WORK TASK A:
For the piece about Ukraine, decide whether each statement agrees with it: (i) The poll found that 52 percent of Republicans would leave the country if it were invaded. (ii) About 38 percent of everyone polled said they would flee. (iii) The author believes the poll result shows that Americans are selfish. Answer yes or no for each, and quote the words that decide it.
WORK TASK B:
Update the piece about Ukraine from "I also don’t" to "even die for.", and replace "loved ones" with "family members".

READING TEXT: Begin

Ukraine is stirring us out of our stupor. The West suddenly has had a ringside seat, watching a European country fighting for its life. The Ukrainians are not frightened so much as outraged. Somebody is trying blowing up their new democracy – their country, their towns, their home, their relatives.
To the Ukrainians, a fight for liberty, sovereignty, democracy and self-determination is a fight worth fighting for, a fight worth dying for – nothing less than a classic battle of good versus evil.
So imagine for a moment, that your country were invaded by a major military power seeking to take over and create a totalitarian puppet state. What would you be willing to do? Would you stay in order to defend the cause of freedom, sovereignty and self-determination as well? Would it even matter to you?
In fact, would it be that important to you that you’d allow some members of your family to flee while you stayed behind? Or even having already left, would you turn around, grab a gun and run right back into the eye of the storm in order to fight for those freedoms?
A recent US Quinnipiac poll asked just that question and found that 52 percent of Democrats and 25 percent of Republicans said that if invaded by a military power seeking to take over America, they’d pack up and get the hell out of the country.
Overall, some 38 percent of those polled said they would hightail it to the border and beyond.
I’m not judging, and I certainly can’t tell you what I’d do when faced with those circumstances.
I also don’t think this result suggests that Americans are selfish (I remind you – I am an American).
But it begs the bigger question of what values, besides the desire to care for our own loved ones, we would be willing to defend, even die for.
The results suggest that Americans no long find such values in their country.
That feeling may have a great deal to do with what we’ve done with our own democracies and also what we’ve failed to do with them.
Virtually all developed countries have been founded on a culture of individualism and individual gain. This paradigm of competitive individualism offers us a view life as a heroic struggle for dominion over hostile elements and a share of strictly limited resources. There’s not enough out there and others may be fitter than we, so we have to do our damnedest to get hold of it first.
The representation of life as a race to the finish line has been used as intellectual justification for most aspects of modern industrialized society, which regards competition as society’s perfect shakedown mechanism, separating out the economically, politically and socially weak from the strong.
The winners have a right to winner take all because the race as a whole would benefit from it.
Although our vantage point has afforded us technological mastery over our lives, on a personal level it has left most of us with a distinctly hollow feeling, as though something profound — our very humanity — has been trampled over, in our daily wrestle with the world.

READING TEXT: End
DATASET: Begin

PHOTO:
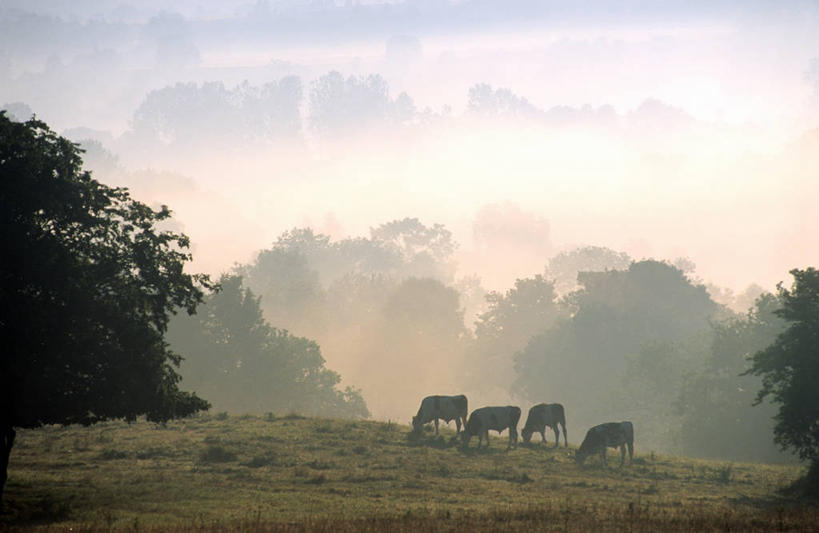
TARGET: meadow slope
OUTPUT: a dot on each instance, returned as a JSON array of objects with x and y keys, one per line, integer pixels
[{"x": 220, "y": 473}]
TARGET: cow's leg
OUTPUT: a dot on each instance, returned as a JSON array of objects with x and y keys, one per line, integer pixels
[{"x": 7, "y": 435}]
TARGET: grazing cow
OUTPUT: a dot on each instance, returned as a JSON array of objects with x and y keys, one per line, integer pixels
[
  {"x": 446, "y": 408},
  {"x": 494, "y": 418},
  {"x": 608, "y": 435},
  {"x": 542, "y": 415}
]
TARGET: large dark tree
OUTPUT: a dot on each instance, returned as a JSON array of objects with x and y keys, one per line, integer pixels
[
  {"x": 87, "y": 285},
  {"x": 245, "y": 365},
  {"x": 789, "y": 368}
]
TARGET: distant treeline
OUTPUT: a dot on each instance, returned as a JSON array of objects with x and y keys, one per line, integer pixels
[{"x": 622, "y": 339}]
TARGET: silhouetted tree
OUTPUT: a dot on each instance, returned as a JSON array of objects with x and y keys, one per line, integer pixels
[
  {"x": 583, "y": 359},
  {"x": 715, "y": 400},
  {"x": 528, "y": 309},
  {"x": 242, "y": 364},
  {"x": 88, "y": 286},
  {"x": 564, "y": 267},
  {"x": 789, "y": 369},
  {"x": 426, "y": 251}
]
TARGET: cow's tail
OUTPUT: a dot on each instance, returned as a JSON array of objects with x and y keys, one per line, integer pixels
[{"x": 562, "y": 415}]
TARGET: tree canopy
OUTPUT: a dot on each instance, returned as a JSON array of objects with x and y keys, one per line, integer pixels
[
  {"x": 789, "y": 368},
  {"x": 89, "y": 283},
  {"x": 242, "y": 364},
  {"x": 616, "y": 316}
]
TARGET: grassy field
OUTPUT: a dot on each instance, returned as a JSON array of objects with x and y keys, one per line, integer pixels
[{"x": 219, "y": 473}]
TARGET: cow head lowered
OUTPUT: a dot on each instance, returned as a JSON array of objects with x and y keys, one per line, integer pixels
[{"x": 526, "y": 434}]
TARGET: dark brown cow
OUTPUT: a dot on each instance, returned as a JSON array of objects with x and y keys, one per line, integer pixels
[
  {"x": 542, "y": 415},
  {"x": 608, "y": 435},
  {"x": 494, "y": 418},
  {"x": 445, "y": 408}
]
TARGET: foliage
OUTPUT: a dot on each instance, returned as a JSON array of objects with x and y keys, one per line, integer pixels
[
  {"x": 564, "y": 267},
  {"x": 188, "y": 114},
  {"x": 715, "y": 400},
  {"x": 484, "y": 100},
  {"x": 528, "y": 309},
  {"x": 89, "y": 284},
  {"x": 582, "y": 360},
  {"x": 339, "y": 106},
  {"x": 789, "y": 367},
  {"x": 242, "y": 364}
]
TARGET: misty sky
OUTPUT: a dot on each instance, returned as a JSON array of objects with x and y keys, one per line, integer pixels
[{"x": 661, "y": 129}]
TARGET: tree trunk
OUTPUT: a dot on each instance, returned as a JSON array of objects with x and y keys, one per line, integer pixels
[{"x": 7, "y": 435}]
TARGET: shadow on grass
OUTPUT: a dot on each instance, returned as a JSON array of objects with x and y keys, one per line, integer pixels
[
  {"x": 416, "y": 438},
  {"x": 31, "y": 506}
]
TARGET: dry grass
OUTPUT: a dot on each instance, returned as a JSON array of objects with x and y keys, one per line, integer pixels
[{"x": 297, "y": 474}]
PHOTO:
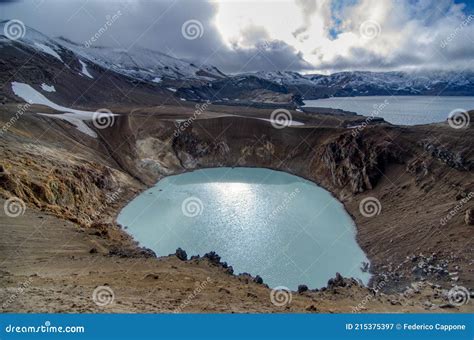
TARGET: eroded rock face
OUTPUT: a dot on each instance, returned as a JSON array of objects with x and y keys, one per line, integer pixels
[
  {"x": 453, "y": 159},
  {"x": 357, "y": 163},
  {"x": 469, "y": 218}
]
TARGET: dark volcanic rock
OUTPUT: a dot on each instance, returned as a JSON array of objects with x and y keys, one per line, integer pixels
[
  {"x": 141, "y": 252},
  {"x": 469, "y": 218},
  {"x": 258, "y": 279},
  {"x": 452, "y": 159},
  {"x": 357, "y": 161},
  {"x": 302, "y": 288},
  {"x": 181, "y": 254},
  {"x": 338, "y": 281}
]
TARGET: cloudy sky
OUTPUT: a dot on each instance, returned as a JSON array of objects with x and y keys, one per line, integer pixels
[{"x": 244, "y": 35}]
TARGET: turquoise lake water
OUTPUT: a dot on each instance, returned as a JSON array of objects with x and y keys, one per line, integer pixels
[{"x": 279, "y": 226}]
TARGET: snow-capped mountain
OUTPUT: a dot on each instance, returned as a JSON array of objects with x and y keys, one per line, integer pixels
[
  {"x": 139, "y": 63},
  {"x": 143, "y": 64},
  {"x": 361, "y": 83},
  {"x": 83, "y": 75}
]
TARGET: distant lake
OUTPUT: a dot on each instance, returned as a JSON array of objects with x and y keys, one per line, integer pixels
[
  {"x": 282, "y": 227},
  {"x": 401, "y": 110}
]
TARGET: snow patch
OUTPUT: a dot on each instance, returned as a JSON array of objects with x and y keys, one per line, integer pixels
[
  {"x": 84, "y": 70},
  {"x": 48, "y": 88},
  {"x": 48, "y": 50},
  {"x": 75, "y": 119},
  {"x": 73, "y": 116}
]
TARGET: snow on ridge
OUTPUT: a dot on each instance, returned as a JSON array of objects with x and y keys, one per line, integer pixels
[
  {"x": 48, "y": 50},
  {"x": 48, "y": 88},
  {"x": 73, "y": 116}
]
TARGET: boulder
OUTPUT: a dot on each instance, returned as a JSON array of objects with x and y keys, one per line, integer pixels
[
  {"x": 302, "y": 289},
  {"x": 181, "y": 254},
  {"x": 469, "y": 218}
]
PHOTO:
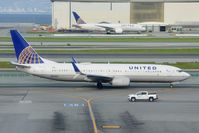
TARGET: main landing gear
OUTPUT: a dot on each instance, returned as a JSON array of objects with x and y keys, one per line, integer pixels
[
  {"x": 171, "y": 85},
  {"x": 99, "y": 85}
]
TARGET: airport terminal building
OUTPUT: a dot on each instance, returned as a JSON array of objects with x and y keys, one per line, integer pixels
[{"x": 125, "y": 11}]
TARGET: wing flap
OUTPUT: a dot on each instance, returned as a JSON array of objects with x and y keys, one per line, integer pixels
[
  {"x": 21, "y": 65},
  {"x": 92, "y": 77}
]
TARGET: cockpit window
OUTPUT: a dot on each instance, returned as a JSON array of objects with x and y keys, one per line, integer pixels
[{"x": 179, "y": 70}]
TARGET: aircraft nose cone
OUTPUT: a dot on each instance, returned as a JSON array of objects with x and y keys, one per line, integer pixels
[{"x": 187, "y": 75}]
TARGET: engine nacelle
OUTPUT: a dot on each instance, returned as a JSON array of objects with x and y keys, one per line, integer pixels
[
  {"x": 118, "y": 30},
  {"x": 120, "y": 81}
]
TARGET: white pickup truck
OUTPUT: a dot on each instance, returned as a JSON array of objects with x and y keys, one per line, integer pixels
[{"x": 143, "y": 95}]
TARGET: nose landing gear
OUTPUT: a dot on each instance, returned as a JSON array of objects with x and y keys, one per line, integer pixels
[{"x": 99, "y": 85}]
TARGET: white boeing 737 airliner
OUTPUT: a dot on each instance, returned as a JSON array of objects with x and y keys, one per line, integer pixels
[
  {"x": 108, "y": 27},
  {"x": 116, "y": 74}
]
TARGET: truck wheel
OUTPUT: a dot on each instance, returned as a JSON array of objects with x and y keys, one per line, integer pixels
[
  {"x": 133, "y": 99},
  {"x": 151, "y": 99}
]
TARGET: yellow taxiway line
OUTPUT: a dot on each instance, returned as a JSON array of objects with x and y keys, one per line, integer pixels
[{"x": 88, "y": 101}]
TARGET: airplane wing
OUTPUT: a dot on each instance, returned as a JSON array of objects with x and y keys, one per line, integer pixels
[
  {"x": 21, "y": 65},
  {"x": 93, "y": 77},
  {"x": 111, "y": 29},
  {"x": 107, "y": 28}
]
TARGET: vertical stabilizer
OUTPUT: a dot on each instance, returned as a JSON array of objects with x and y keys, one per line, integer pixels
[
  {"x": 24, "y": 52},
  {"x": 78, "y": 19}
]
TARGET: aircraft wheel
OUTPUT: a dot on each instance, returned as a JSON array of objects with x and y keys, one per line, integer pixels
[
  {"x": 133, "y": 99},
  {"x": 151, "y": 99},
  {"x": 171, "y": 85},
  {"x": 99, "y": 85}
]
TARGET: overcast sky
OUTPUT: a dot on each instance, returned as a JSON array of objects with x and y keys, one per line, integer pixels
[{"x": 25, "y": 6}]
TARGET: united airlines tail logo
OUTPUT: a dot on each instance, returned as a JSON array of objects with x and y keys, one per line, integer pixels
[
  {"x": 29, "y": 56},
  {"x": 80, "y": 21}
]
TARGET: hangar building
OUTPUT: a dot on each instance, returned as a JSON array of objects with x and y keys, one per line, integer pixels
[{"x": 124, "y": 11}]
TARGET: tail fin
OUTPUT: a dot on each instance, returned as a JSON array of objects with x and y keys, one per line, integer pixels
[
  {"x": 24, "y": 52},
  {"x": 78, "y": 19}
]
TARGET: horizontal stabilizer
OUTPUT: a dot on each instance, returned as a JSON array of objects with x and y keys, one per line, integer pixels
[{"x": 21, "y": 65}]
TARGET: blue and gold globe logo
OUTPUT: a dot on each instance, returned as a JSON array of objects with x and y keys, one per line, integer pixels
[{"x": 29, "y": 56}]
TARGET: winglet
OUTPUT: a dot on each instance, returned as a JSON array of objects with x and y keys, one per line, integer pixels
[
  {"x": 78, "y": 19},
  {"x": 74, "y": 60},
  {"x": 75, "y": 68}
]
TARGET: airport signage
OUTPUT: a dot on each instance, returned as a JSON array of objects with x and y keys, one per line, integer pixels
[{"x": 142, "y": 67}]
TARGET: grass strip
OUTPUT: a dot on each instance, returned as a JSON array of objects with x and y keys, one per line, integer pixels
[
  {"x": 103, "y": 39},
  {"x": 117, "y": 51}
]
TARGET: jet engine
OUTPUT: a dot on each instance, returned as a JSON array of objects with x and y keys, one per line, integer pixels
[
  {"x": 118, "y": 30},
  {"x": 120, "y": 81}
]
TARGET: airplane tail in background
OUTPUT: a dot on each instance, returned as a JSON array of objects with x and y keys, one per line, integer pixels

DATASET: End
DATASET: Begin

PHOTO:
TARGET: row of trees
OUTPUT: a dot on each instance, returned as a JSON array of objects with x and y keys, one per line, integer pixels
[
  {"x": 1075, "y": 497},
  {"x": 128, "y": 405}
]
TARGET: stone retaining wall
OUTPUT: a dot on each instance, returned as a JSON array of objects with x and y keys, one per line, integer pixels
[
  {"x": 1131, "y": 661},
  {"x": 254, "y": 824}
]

DATASET: End

EXERCISE ANSWER A:
(i) No: "52 percent of Democrats and 25 percent of Republicans"
(ii) Yes: "Overall, some 38 percent of those polled said they would hightail it to the border and beyond."
(iii) No: "I also don’t think this result suggests that Americans are selfish"

EXERCISE ANSWER B:
I also don’t think this result suggests that Americans are selfish (I remind you – I am an American).
But it begs the bigger question of what values, besides the desire to care for our own family members, we would be willing to defend, even die for.